Over the last two decades, many application development teams have adopted Agile development practices and have immensely benefited from it. Delivering working software frequently, receiving early feedback from customers and having self-organized cross-functional teams led to faster delivery to market and satisfied customers. Another software engineering culture, called DevOps, started evolving towards the middle of this decade and is now popular among many organizations. DevOps aims at unifying software development (Dev) and IT operations (Ops). Both these software engineering practices advocate automation, and two main concepts coming out of them are Continuous Integration (CI) and Continuous Delivery (CD). The purpose of this article is to highlight how Database Change Management, which is an important aspect of the software delivery process, is often the bottleneck in implementing a Continuous Delivery process. The article also recommends some processes that help in overcoming this bottleneck and allow streamlining application code delivery and database changes into a single delivery pipeline.

Continuous Integration

One of the core principles of an Agile development process is Continuous Integration. Continuous Integration emphasizes on making sure that code developed by multiple members of the team are always integrated. It avoids “integration hell” that used to be so common during the days when developers worked in their silos and waited until everyone was done with their pieces of work, before attempting to integrate them. Continuous Integration involves independent build machine, automated builds, and automated tests. It promotes test-driven development and the practice of making frequent atomic commits to the baseline or master branch or trunk of the version control system.

SUPPLIED MATERIAL »

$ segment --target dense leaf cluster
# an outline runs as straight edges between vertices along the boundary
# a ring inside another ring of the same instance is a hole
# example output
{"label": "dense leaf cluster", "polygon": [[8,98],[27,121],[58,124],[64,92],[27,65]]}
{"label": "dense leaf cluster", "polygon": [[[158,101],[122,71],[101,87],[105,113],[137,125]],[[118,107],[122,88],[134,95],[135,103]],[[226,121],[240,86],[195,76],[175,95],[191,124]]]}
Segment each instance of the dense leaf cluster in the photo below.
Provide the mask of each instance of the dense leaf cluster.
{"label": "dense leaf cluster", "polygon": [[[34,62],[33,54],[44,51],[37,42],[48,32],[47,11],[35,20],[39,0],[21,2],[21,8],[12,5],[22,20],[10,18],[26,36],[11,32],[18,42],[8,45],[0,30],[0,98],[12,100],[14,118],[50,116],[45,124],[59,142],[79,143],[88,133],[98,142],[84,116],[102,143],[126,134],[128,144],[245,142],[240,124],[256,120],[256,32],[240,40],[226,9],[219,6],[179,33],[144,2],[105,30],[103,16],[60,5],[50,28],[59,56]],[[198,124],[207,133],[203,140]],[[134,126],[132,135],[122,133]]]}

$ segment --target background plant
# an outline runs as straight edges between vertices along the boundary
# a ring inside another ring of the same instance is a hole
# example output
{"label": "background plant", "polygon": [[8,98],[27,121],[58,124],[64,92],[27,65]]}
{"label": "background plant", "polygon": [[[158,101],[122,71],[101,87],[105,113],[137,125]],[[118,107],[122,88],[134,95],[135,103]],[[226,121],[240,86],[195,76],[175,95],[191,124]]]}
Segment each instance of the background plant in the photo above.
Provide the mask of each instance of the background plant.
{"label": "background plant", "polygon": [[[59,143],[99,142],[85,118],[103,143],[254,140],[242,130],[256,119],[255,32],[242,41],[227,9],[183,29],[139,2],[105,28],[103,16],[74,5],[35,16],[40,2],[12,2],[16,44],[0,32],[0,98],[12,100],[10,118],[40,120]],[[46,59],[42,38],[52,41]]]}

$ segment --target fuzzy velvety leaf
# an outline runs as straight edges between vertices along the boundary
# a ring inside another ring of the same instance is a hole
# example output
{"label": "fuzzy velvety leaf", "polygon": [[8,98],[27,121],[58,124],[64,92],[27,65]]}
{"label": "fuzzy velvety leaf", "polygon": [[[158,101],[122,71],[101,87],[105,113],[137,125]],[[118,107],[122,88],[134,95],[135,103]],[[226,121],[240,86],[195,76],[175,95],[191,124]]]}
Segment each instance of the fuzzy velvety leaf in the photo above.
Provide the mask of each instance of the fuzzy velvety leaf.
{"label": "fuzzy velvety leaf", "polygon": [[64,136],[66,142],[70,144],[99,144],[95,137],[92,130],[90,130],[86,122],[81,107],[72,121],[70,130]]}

INSTRUCTIONS FOR THE TASK » Rewrite the stretch from "One of the core" through "version control system." in the Agile and DevOps passage, putting "merge hell" in place of "integration hell". Work only from the Agile and DevOps passage.

WRITTEN ANSWER »
One of the core principles of an Agile development process is Continuous Integration. Continuous Integration emphasizes on making sure that code developed by multiple members of the team are always integrated. It avoids “merge hell” that used to be so common during the days when developers worked in their silos and waited until everyone was done with their pieces of work, before attempting to integrate them. Continuous Integration involves independent build machine, automated builds, and automated tests. It promotes test-driven development and the practice of making frequent atomic commits to the baseline or master branch or trunk of the version control system.